→ **Written task**: Reproduce every one of the records below verbatim, leaving the pictures out of your copy.

◇ ◇ ◇ ◇ ◇ ◇ ◇

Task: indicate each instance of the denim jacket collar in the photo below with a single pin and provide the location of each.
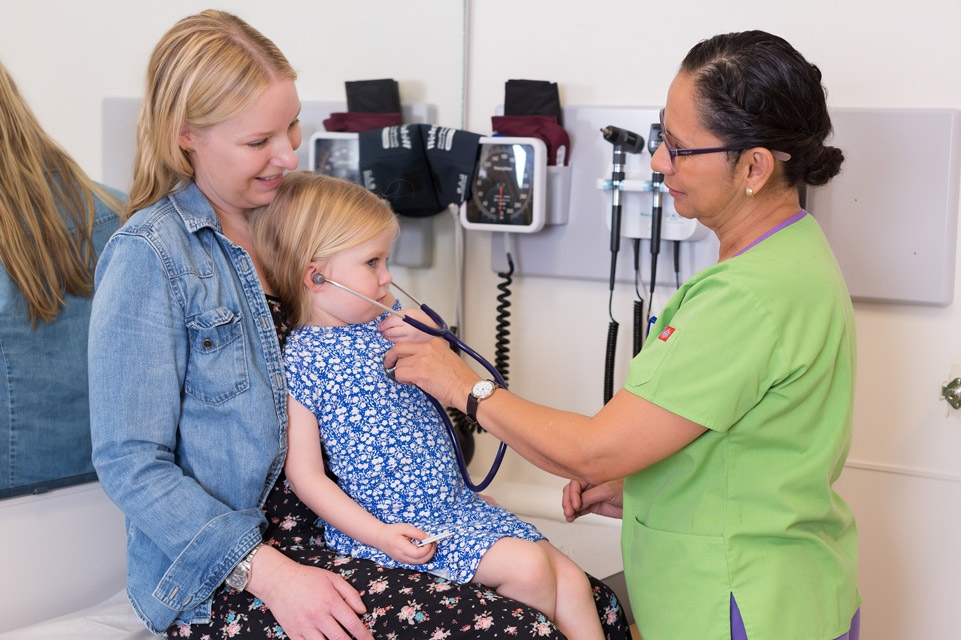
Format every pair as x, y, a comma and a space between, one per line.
194, 209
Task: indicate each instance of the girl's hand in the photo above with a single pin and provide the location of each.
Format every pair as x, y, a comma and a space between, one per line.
395, 541
396, 330
604, 499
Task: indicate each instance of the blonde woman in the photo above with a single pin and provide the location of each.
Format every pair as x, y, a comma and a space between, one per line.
54, 221
188, 396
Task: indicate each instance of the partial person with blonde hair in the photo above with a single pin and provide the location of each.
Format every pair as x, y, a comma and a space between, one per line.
326, 243
188, 393
54, 221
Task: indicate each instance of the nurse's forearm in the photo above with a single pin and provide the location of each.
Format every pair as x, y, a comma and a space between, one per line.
556, 441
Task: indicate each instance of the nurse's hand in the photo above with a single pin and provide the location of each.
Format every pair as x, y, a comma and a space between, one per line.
604, 499
308, 602
396, 330
436, 369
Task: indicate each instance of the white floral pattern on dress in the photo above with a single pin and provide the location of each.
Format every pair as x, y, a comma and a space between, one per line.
390, 450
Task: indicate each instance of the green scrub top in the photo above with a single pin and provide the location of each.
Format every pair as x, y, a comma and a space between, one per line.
760, 350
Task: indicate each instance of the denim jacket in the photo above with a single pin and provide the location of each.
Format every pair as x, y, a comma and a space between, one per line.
187, 403
44, 418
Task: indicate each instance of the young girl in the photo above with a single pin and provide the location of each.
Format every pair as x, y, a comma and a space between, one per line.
397, 475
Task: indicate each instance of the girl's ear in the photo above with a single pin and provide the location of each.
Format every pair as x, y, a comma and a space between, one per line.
313, 278
186, 139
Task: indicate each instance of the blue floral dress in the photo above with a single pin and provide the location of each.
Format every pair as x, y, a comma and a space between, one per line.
390, 451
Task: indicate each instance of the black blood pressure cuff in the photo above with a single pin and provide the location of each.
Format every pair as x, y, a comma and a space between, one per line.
371, 104
419, 169
532, 98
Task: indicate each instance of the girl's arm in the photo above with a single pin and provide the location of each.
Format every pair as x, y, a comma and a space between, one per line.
305, 472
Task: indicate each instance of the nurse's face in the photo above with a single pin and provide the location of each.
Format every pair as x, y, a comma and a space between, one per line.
705, 186
238, 163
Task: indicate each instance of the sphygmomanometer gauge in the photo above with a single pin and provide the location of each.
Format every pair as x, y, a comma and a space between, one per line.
336, 154
508, 186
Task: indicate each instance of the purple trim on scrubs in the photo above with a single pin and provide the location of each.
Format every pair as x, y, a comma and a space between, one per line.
738, 632
787, 223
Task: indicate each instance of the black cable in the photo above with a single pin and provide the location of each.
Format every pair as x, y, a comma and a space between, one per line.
609, 360
639, 323
677, 264
502, 341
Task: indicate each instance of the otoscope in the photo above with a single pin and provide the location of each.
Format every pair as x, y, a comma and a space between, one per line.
624, 142
657, 179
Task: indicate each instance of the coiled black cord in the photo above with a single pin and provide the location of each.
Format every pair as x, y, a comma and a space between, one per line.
610, 353
502, 335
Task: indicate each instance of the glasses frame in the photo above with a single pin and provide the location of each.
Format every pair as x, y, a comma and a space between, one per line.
674, 152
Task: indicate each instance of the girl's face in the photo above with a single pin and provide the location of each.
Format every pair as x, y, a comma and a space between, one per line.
707, 186
238, 163
362, 268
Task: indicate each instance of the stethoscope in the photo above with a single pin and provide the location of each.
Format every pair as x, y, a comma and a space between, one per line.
440, 331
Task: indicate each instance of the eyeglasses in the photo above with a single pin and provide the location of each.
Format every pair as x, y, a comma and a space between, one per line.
674, 153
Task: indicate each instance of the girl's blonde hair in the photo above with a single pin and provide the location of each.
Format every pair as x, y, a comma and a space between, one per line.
312, 217
206, 69
44, 257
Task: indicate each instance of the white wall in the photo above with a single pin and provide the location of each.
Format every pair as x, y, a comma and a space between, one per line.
904, 476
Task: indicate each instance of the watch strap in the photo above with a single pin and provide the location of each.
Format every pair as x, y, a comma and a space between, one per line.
473, 401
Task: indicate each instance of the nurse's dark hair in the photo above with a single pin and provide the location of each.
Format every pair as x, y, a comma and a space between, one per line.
756, 90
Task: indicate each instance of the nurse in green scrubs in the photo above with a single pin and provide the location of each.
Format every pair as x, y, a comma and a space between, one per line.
721, 450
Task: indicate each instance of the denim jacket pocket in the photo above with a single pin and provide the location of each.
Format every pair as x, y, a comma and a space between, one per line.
217, 369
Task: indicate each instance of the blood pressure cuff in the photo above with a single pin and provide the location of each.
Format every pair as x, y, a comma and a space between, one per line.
357, 122
419, 168
371, 104
544, 127
532, 98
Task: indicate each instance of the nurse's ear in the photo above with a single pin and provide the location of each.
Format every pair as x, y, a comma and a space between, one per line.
760, 167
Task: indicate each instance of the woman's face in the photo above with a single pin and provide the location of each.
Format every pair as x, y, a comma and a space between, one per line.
238, 163
705, 186
362, 268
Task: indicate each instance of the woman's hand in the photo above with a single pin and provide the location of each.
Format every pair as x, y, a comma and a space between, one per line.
433, 367
395, 541
306, 600
396, 330
605, 499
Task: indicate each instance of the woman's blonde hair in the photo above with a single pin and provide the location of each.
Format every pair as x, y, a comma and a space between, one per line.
312, 217
206, 69
44, 257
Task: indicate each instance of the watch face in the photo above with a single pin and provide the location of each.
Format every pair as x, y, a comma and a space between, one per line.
337, 157
503, 186
482, 389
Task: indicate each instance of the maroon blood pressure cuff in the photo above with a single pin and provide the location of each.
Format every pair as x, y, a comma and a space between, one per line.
419, 168
543, 127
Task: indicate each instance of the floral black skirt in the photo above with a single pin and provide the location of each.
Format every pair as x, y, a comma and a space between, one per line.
401, 604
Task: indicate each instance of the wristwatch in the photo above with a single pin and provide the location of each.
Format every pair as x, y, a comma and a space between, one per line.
481, 391
240, 574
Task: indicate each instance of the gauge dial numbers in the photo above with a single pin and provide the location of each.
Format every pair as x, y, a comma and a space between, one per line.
507, 189
336, 154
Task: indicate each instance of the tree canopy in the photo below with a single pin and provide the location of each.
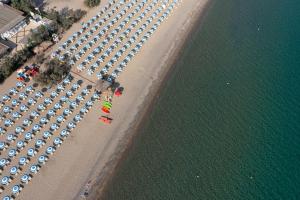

◇ ◇ ◇ ◇ ◇ ◇ ◇

→ **Correct result**:
Task: indicate each instance of the denim jacket collar in the photo below with a single pin and provide the location of each.
Format every pair as x, y, a comma and a space between, one per line.
194, 209
Task: indicate each instance of the girl's hand in the photo above with a single pin and provide the location of each.
Format every pair as x, y, a comma and a space between, one per line.
395, 541
396, 330
604, 499
Task: indicate each instance of the blonde woman in the photo above with a single pin and provide the location of each.
Format every pair as x, y, a comma and a space between, one per line.
54, 221
188, 396
Task: indicate each instance of the partial person with blonde hair in the photo above with a single pin and provide the location of each.
Format every pair as x, y, a comma and a space between, one per line.
326, 243
188, 393
54, 221
Task: indicate each instance of the nurse's forearm in the photo above with a single pin and provide the location of each.
Format every pair as x, y, a comma and a space between, one per line.
556, 441
Task: indicate each instance of the nurse's hand in the photo above with a single pin and provide the location of each.
Format every pair as x, y, a comma and a space between, one per line.
604, 499
308, 602
396, 330
436, 369
Task: indicate each instance of the white floral pattern on dress in the photo above with a single pin and provide the location of each.
Format every pair as x, y, a comma and a space between, one per line.
390, 450
Task: indicate each instance of the green scrub top in the photo above with a single pin and provide the location of each.
Format every pair as x, y, a comma and a space between, one per line.
760, 350
Task: indicate each instance of the denim jacket in the photo above with a single pin and provide the location of each.
Format every pair as x, y, a comma and a space between, one per line.
187, 403
44, 418
Task: indicate each instance of the young girl in the photo above with a single pin and provide the location of each.
Format every pair as x, y, a comma and a space between, one per line.
397, 475
Task: indicate each instance of the girl's ear in the photo above with a single pin and provide the location of each.
Format every pair as x, y, a comma and a space between, one per line.
313, 278
186, 139
Task: indicate each instance of the blue floral dress in the photo above with a single pin and provide the location of each.
Format every pair as x, y, a comma and a space between, one per line.
390, 451
Task: indicate each instance of the black blood pressure cuff in the photo above with a single pin and provide the location of each.
Format every pair as x, y, a comma and a space between, one per line.
371, 104
419, 169
532, 98
Task: indicate each instance of the girl's arm in the photo above with a single pin and provide the location of each.
Format every pair as x, y, a comma and a space between, one per line.
305, 472
Task: indicate each instance of the nurse's face in the photo above with a single pin and provide the location of each.
Format every pair as x, y, a comma and a space between, one per line.
705, 186
238, 163
Task: indicate each instance of the sphygmomanometer gauge in the photo above with a single pin and provide the location of each.
Format every pair as x, y, a comma and a space between, one per line.
336, 154
508, 186
Task: indicate each instance of the purple trim on scrubs in the photo above with a single pin and provide the location of each.
Format every pair as x, y, a comma and a space between, one per line.
738, 632
787, 223
Task: indicate each instance of the black cable in the photo above with a single pin and provide the location of each.
Format every pair as x, y, a comma and a space between, one per line.
609, 360
639, 323
677, 264
502, 341
Task: indicate each instance of the otoscope in the photo above with a single pin and provide the location of each.
Format every pair as x, y, a comma and a space between, one per line.
624, 142
657, 179
Task: indicate each instance of the coiled black cord in the photo above with a single pin and provide the location of each.
Format every pair as x, y, a comma and a space between, one per line.
610, 353
502, 335
Task: indicate each instance of the glasses frame in the photo above with a single pin and provide the location of each.
Format every pair as x, y, a comma and a space between, one per line.
674, 152
Task: indicate each instance of the girl's face in the photo above with a single pin and provide the location of each.
Format every pair as x, y, a comma and a space between, one per line.
707, 186
238, 163
362, 268
Task: indicate each instance of the stethoscope in the photo above with a single pin and provide the location of each.
Format every pair as x, y, a comma and a space between, one per line.
440, 331
Task: indicate each instance of the eyeglasses in the photo above with a single pin and provide the location of each.
Format every pair as x, y, a comma and a space between, one per line.
674, 153
Task: indicate each instance of the girl's blonde hair in the photo above with a single pin and provide the location of each.
Format every pair as x, y, a comma and a space between, one per line.
312, 217
206, 69
44, 257
Task: indicate each instance of the white wall in the photo above with a single pin and provide the location of each.
Format every pair as x, y, a comma and a space between, one per line.
904, 476
Task: indicate each instance of the watch strap in the photo above with a single pin and provide the location of each.
Format every pair as x, y, a comma and a space between, one per line.
473, 401
Task: indicate each instance of the nurse's dark hair in the photo above with a single pin and provide the location of each.
Format every pair as x, y, a comma and a space between, one per line.
756, 90
Task: indicate each instance of the nurse in green scrubs in the photo above with a single pin and provide the location of each.
Format every pair as x, y, a comma and a space between, one per line.
721, 450
Task: indicate each instance of the denim jacket pocket in the photo above with a single pin and provide the location of each.
Format every pair as x, y, a comma and a space between, one per line.
217, 369
Task: indicate each instance of the blood pressure cuff in the photo above with a single pin and provide the location of each.
Format every pair as x, y, a comma and a space between, one per line.
357, 122
419, 168
371, 104
544, 127
532, 98
Task: indicate each instance of the nurse's ear in the photo above with a single pin and provide the location of each.
Format every pair as x, y, a comma and a space between, one per line.
760, 167
Task: indicate each instance of the woman's face in the photo above with a single pin and provide the location of each.
Format every pair as x, y, a comma and a space between, one per line.
238, 163
705, 186
362, 268
Task: indicate each instance of the woman's hand in the photo above with a single pin and provide the location of each.
Format every pair as x, y, a comma and a space between, one per line.
433, 367
395, 541
306, 600
396, 330
605, 499
Task: indicate each instance of the woman's blonde hair in the photo above with a single pin and provide the location of each.
Format every pair as x, y, a comma and a space between, one per line.
312, 217
206, 69
44, 257
Task: indicate each instance of the watch face in the photo above with a single pin and provide the location of each.
Format every pair as x, y, a comma and a space between, one per line.
337, 157
503, 186
482, 389
Task: indicate each instance of the maroon blood pressure cuff in the photo above with a single pin and provide the location of each.
Format every pair as x, y, a comma and a space between, one per line.
419, 168
543, 127
Task: indicate each instance of the floral black skirt in the photo above with a single pin and provide the location of each.
Format every pair as x, y, a comma and a space between, one per line.
401, 604
Task: indicate each instance of the wristwatch in the photo above with a single pin and provide the location of each.
Format every pair as x, y, a comma and a space between, one per line.
481, 391
240, 574
Task: indicate each instance of the gauge dial numbers in the photo above with a single pin and provide the location of each.
Format every pair as x, y, a comma and a space between, one per line.
507, 189
336, 154
Task: indicate each instance of the tree canopy in the photo below with a single pin and provide the location of each.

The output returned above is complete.